Task description: Take every entry below and copy it out word for word.

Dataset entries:
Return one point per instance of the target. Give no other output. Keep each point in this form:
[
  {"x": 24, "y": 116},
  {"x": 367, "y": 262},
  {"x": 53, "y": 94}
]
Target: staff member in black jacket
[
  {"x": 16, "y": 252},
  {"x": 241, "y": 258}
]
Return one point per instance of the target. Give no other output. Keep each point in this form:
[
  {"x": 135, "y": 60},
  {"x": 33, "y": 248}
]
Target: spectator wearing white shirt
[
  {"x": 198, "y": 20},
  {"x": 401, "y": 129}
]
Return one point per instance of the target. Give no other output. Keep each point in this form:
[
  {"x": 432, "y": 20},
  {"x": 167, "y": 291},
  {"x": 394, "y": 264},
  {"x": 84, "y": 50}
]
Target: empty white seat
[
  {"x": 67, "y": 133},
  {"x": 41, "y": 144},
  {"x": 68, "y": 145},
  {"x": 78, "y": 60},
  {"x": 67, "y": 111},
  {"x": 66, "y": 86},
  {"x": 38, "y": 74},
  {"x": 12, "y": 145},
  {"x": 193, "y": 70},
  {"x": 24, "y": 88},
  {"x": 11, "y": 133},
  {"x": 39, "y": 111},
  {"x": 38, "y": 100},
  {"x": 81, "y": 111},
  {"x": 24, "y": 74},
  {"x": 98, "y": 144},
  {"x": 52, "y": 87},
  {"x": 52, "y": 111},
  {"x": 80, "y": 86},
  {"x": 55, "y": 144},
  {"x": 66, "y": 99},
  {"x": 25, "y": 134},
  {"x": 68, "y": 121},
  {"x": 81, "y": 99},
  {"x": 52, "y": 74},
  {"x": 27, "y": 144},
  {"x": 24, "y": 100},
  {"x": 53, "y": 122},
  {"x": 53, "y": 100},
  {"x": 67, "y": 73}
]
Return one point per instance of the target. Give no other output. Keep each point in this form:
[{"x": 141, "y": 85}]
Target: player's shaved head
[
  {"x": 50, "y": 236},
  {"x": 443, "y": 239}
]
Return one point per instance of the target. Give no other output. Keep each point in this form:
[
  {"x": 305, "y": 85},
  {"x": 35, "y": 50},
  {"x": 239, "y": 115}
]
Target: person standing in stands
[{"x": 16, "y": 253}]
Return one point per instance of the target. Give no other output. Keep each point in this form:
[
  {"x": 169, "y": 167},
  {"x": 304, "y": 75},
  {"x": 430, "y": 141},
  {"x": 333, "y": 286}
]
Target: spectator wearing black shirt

Result of this exercise:
Return one point per instance of the target. Give no other output. Keep each point in this form:
[
  {"x": 24, "y": 116},
  {"x": 367, "y": 262},
  {"x": 53, "y": 94}
]
Target: staff member in black jacket
[
  {"x": 16, "y": 252},
  {"x": 241, "y": 258}
]
Return one point per instance of the target. Give no other output. Keep each point in this form:
[
  {"x": 135, "y": 60},
  {"x": 33, "y": 248}
]
Target: spectator wearing white shirt
[
  {"x": 198, "y": 20},
  {"x": 401, "y": 129}
]
Return one point per instance of the target. Give no other output. Keep each point in this form:
[
  {"x": 432, "y": 20},
  {"x": 167, "y": 291},
  {"x": 394, "y": 264},
  {"x": 84, "y": 50}
]
Target: empty white seat
[
  {"x": 67, "y": 133},
  {"x": 41, "y": 144},
  {"x": 68, "y": 145},
  {"x": 78, "y": 60},
  {"x": 67, "y": 111},
  {"x": 66, "y": 86},
  {"x": 38, "y": 74},
  {"x": 12, "y": 145},
  {"x": 193, "y": 70},
  {"x": 24, "y": 88},
  {"x": 11, "y": 133},
  {"x": 39, "y": 111},
  {"x": 38, "y": 100},
  {"x": 81, "y": 111},
  {"x": 24, "y": 74},
  {"x": 98, "y": 144},
  {"x": 52, "y": 87},
  {"x": 52, "y": 111},
  {"x": 80, "y": 86},
  {"x": 55, "y": 144},
  {"x": 66, "y": 99},
  {"x": 25, "y": 134},
  {"x": 68, "y": 121},
  {"x": 81, "y": 99},
  {"x": 52, "y": 74},
  {"x": 27, "y": 144},
  {"x": 24, "y": 100},
  {"x": 53, "y": 122},
  {"x": 53, "y": 100},
  {"x": 67, "y": 73}
]
Return one point per instance of the target. Give no other output. Keep each point in this form:
[{"x": 141, "y": 85}]
Target: player's shaved head
[
  {"x": 50, "y": 236},
  {"x": 443, "y": 239}
]
Return one point per instance of the target. Give no other output. Keep each point in this form:
[
  {"x": 305, "y": 85},
  {"x": 35, "y": 50},
  {"x": 239, "y": 115}
]
Target: person standing in stands
[{"x": 16, "y": 253}]
Return one point per instance of the target. Give no other output. Keep each point in this form:
[
  {"x": 169, "y": 167},
  {"x": 304, "y": 75},
  {"x": 430, "y": 141},
  {"x": 333, "y": 286}
]
Target: spectator wearing black shirt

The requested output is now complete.